§ **DIRECTIONS**
Exact copy, pictures excluded: print the lines from the one with "Drop one point on every instance of the clear" through the final line of the records.

^^^^^^^^

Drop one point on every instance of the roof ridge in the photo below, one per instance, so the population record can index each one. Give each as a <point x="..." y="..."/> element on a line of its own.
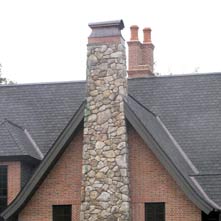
<point x="14" y="124"/>
<point x="206" y="174"/>
<point x="176" y="75"/>
<point x="42" y="83"/>
<point x="34" y="144"/>
<point x="142" y="105"/>
<point x="13" y="138"/>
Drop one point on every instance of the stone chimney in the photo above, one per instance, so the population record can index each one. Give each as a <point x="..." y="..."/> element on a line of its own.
<point x="105" y="181"/>
<point x="140" y="54"/>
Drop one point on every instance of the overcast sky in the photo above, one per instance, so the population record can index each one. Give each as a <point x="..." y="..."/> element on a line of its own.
<point x="45" y="40"/>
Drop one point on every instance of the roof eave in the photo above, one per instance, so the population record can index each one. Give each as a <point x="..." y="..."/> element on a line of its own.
<point x="166" y="162"/>
<point x="62" y="141"/>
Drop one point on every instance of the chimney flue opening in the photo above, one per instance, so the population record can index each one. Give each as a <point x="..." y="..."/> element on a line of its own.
<point x="134" y="33"/>
<point x="147" y="35"/>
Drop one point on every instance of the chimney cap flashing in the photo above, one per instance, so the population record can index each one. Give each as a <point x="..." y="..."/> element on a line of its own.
<point x="106" y="24"/>
<point x="106" y="29"/>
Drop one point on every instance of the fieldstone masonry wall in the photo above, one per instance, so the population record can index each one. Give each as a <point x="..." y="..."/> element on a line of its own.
<point x="105" y="187"/>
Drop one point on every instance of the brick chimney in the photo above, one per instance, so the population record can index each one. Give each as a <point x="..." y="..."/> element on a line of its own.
<point x="105" y="179"/>
<point x="140" y="54"/>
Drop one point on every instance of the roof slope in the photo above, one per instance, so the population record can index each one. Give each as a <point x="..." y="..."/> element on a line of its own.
<point x="44" y="109"/>
<point x="16" y="141"/>
<point x="190" y="107"/>
<point x="50" y="159"/>
<point x="167" y="150"/>
<point x="187" y="108"/>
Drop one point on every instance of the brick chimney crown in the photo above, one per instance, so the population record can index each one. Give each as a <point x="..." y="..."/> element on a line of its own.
<point x="140" y="62"/>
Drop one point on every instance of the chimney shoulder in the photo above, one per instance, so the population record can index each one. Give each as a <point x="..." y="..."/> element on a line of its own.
<point x="104" y="130"/>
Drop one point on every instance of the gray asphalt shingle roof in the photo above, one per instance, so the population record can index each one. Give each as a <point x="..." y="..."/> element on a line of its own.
<point x="43" y="109"/>
<point x="15" y="141"/>
<point x="188" y="106"/>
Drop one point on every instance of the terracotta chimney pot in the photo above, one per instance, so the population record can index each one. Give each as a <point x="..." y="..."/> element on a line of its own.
<point x="134" y="33"/>
<point x="147" y="35"/>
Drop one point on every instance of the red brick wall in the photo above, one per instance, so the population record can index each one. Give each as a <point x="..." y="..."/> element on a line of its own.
<point x="14" y="178"/>
<point x="61" y="186"/>
<point x="150" y="182"/>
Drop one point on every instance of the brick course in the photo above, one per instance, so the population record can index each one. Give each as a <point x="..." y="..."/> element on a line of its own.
<point x="62" y="186"/>
<point x="150" y="182"/>
<point x="14" y="178"/>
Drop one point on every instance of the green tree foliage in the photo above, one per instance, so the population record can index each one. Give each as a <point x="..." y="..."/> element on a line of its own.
<point x="4" y="80"/>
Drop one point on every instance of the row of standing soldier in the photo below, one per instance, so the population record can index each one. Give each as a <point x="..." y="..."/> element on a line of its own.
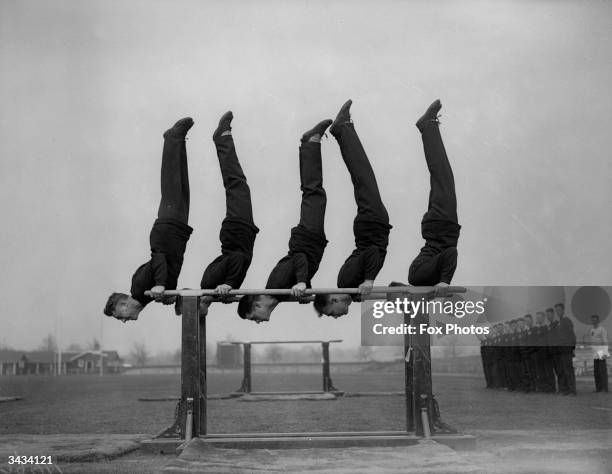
<point x="532" y="354"/>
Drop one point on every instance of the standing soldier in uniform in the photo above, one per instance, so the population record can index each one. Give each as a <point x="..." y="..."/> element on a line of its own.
<point x="567" y="345"/>
<point x="553" y="348"/>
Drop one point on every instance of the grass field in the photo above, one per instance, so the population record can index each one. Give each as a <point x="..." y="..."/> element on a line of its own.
<point x="533" y="433"/>
<point x="92" y="404"/>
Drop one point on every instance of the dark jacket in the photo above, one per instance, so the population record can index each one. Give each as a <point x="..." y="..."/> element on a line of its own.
<point x="168" y="240"/>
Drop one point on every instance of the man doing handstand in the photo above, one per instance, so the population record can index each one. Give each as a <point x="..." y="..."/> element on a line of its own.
<point x="307" y="241"/>
<point x="437" y="261"/>
<point x="370" y="227"/>
<point x="238" y="231"/>
<point x="169" y="235"/>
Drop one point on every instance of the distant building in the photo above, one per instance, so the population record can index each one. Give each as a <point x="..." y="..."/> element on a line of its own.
<point x="14" y="362"/>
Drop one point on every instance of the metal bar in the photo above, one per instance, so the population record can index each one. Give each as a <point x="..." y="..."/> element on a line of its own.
<point x="284" y="342"/>
<point x="202" y="371"/>
<point x="414" y="290"/>
<point x="325" y="353"/>
<point x="190" y="364"/>
<point x="408" y="377"/>
<point x="247" y="368"/>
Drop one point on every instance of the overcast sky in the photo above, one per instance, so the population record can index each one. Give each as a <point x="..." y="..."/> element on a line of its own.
<point x="87" y="89"/>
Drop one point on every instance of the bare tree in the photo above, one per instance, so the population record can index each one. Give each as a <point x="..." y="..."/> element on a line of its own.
<point x="140" y="354"/>
<point x="48" y="344"/>
<point x="94" y="344"/>
<point x="364" y="353"/>
<point x="273" y="353"/>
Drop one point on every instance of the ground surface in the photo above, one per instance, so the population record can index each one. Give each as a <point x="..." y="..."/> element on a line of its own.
<point x="517" y="432"/>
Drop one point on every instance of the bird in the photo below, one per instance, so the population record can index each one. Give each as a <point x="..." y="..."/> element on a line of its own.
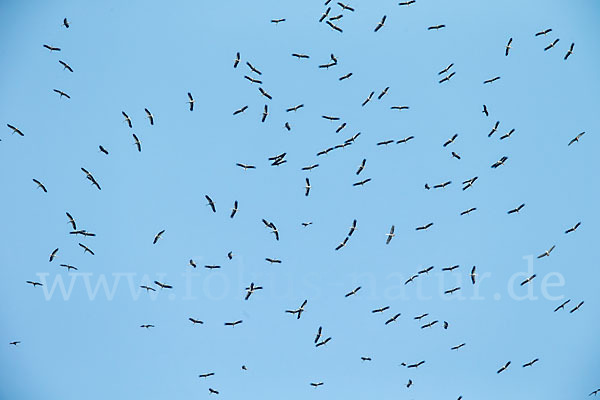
<point x="65" y="65"/>
<point x="577" y="307"/>
<point x="530" y="363"/>
<point x="307" y="187"/>
<point x="507" y="134"/>
<point x="380" y="310"/>
<point x="40" y="185"/>
<point x="61" y="93"/>
<point x="393" y="319"/>
<point x="300" y="55"/>
<point x="570" y="51"/>
<point x="369" y="97"/>
<point x="361" y="183"/>
<point x="574" y="228"/>
<point x="423" y="227"/>
<point x="245" y="166"/>
<point x="503" y="368"/>
<point x="191" y="101"/>
<point x="299" y="310"/>
<point x="163" y="285"/>
<point x="516" y="210"/>
<point x="451" y="140"/>
<point x="491" y="80"/>
<point x="86" y="249"/>
<point x="380" y="23"/>
<point x="543" y="32"/>
<point x="240" y="110"/>
<point x="494" y="129"/>
<point x="137" y="143"/>
<point x="526" y="281"/>
<point x="547" y="252"/>
<point x="562" y="306"/>
<point x="210" y="203"/>
<point x="15" y="130"/>
<point x="53" y="254"/>
<point x="251" y="289"/>
<point x="508" y="47"/>
<point x="390" y="235"/>
<point x="551" y="45"/>
<point x="575" y="139"/>
<point x="468" y="211"/>
<point x="158" y="236"/>
<point x="51" y="48"/>
<point x="127" y="119"/>
<point x="345" y="7"/>
<point x="149" y="116"/>
<point x="499" y="162"/>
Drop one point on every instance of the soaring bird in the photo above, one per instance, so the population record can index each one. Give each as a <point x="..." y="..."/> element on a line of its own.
<point x="503" y="368"/>
<point x="574" y="228"/>
<point x="451" y="140"/>
<point x="149" y="116"/>
<point x="516" y="210"/>
<point x="15" y="130"/>
<point x="51" y="48"/>
<point x="210" y="203"/>
<point x="163" y="285"/>
<point x="61" y="93"/>
<point x="575" y="139"/>
<point x="299" y="310"/>
<point x="547" y="252"/>
<point x="380" y="23"/>
<point x="40" y="185"/>
<point x="570" y="51"/>
<point x="127" y="119"/>
<point x="508" y="47"/>
<point x="191" y="101"/>
<point x="390" y="235"/>
<point x="494" y="79"/>
<point x="551" y="45"/>
<point x="53" y="254"/>
<point x="137" y="143"/>
<point x="158" y="236"/>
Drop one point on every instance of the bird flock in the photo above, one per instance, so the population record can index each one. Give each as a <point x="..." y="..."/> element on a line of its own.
<point x="333" y="16"/>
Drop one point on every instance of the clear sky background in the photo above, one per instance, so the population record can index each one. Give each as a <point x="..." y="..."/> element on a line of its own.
<point x="130" y="55"/>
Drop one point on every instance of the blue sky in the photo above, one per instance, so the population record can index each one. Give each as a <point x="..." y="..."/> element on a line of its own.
<point x="128" y="56"/>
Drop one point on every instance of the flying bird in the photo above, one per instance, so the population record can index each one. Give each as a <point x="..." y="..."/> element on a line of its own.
<point x="380" y="23"/>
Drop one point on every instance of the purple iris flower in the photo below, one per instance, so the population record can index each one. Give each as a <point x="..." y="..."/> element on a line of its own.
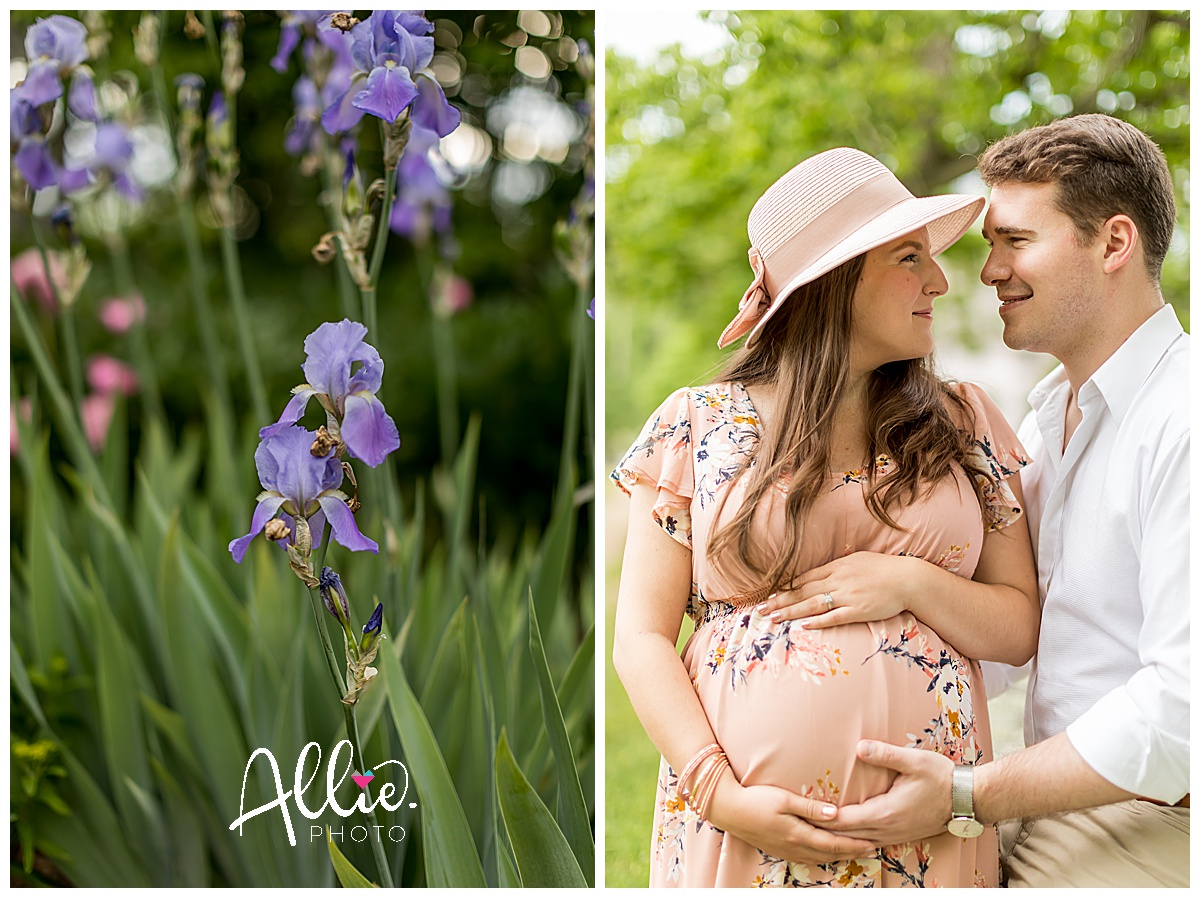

^^^^^^^^

§ **TASK OUTPUT**
Drop one point on every instance of the clear sky background in the photo above, one per instance, so the population record can index each one. Give each as a <point x="..." y="..."/> element on a line of its own.
<point x="130" y="55"/>
Drop one point on every instance of the blue sky in the photo above, one per instance, so the population record can index each one. Give each as a <point x="..." y="..."/> element on a line of its own.
<point x="128" y="56"/>
Drop one point on every instance of the flying bird in the photo above, one per instance, so the population record can index each one. Give each as a <point x="..." y="..."/> element on a line of its own.
<point x="380" y="23"/>
Drop one point on every instance of the purple iris flower in the photo below, one per instance, so the population record can index each one. Give each as a <point x="..." y="..."/> element on a line of its own.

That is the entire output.